◆ Цель задания:
Преобразуйте строки списка от строки с «[point] at the red» до конца списка, обе границы включительно, в таблицу Markdown со столбцами «Номер» и «Строка». Пустые строки пропустите.

►

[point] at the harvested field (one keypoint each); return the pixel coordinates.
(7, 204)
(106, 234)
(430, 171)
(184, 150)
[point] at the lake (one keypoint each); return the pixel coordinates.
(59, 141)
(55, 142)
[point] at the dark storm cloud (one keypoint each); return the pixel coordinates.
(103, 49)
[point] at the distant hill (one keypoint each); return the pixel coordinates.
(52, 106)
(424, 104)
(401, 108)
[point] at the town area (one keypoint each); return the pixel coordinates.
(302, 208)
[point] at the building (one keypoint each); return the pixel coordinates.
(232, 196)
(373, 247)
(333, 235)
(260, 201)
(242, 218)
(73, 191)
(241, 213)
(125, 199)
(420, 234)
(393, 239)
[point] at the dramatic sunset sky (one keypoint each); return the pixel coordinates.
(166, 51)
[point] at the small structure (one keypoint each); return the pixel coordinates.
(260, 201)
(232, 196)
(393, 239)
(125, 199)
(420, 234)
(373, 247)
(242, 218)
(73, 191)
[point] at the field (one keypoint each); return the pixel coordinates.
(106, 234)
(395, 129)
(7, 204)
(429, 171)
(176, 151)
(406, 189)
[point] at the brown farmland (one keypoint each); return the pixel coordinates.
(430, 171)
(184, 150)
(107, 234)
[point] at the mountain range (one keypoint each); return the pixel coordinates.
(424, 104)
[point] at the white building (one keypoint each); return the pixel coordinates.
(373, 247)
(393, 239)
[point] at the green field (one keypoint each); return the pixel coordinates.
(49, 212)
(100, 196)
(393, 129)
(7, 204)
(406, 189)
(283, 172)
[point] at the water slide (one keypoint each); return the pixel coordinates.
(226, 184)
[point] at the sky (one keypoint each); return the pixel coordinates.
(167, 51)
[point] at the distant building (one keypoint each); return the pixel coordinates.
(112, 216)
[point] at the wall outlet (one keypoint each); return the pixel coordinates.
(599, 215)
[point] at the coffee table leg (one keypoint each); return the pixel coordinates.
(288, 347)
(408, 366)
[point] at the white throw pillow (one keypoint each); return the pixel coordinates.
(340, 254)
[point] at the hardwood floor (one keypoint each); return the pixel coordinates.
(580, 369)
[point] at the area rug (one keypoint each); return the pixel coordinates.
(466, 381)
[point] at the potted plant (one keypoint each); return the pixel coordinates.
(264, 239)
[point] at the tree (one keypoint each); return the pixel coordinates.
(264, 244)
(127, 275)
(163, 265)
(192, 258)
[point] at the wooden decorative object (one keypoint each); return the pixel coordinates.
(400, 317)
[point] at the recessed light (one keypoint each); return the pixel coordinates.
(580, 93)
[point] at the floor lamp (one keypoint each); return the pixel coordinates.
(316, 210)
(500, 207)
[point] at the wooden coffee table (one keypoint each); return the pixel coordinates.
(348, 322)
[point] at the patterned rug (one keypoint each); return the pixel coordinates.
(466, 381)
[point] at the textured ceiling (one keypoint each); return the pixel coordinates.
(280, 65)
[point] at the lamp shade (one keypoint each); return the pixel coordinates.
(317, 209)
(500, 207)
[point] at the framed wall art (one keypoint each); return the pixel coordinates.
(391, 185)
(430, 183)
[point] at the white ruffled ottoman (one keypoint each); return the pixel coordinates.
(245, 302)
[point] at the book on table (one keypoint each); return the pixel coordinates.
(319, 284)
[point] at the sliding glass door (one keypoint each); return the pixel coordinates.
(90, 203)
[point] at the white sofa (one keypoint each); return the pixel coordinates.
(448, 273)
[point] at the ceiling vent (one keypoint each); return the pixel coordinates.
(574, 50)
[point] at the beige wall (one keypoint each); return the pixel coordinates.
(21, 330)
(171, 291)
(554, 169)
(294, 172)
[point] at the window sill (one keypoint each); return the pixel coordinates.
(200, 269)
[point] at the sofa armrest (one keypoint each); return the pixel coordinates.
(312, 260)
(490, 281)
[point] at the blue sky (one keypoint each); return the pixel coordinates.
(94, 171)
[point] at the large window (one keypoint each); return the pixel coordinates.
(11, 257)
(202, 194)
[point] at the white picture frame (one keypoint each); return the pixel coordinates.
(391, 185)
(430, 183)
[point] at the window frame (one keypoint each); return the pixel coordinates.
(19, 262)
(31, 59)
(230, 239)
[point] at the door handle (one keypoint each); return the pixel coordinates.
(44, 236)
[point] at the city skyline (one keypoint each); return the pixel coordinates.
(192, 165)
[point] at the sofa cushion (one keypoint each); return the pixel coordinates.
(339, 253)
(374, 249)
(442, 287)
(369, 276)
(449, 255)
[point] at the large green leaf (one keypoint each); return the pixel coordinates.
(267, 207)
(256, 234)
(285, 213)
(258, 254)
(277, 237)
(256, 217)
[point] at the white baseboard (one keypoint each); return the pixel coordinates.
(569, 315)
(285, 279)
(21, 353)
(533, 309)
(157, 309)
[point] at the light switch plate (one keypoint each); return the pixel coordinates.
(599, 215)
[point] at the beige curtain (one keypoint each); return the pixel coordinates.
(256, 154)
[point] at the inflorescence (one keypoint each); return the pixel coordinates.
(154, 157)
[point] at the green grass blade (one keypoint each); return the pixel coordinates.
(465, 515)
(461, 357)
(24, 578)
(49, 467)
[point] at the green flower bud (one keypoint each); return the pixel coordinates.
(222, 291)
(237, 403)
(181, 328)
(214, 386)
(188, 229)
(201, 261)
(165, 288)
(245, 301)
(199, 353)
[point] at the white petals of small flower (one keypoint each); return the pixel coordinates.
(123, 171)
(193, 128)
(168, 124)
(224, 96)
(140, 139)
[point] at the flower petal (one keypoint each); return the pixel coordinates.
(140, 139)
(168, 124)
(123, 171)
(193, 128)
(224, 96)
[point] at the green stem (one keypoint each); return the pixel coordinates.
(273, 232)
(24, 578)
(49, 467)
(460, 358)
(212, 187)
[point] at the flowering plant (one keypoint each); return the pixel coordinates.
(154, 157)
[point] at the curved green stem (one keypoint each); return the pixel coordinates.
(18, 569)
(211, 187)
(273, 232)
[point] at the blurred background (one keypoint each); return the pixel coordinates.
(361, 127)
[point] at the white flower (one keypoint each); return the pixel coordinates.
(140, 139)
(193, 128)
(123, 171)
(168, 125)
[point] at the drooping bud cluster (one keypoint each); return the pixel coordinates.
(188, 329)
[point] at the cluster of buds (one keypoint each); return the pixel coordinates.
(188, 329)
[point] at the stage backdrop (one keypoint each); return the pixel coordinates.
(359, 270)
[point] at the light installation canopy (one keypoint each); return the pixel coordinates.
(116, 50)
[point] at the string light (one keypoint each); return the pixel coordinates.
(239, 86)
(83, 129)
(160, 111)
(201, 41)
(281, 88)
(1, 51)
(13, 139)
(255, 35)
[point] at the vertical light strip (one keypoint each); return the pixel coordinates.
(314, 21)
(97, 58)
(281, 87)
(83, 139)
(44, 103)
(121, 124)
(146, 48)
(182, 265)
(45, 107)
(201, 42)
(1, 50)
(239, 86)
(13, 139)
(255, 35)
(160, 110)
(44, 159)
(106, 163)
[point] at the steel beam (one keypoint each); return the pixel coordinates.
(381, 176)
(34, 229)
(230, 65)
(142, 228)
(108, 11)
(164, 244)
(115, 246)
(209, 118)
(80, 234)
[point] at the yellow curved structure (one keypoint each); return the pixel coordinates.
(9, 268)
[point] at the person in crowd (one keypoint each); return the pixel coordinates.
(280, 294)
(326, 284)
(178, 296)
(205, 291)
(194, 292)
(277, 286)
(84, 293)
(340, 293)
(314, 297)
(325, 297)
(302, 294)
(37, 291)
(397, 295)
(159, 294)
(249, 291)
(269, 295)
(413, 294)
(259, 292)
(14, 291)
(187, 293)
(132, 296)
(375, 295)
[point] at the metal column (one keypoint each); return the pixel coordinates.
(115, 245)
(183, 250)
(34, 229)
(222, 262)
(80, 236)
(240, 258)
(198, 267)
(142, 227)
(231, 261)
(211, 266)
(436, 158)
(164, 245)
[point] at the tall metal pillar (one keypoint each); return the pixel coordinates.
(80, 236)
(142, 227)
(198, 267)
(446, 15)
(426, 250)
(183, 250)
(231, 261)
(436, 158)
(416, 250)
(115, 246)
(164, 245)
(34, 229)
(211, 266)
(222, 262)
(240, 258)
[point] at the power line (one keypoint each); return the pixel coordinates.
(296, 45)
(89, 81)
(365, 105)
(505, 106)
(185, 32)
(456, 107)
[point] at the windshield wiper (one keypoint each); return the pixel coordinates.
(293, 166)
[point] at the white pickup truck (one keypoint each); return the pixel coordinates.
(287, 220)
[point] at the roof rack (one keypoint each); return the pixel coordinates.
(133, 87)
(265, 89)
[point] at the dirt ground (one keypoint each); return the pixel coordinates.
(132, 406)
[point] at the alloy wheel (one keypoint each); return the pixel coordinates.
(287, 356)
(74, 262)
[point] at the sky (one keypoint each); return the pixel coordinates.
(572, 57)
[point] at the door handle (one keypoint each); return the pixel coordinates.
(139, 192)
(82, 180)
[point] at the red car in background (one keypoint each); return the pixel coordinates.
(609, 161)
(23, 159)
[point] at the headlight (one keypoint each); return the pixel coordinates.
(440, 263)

◄

◆ Письменный ответ:
| Номер | Строка |
|---|---|
| 1 | [point] at the red car in background (one keypoint each); return the pixel coordinates. |
| 2 | (609, 161) |
| 3 | (23, 159) |
| 4 | [point] at the headlight (one keypoint each); return the pixel coordinates. |
| 5 | (440, 263) |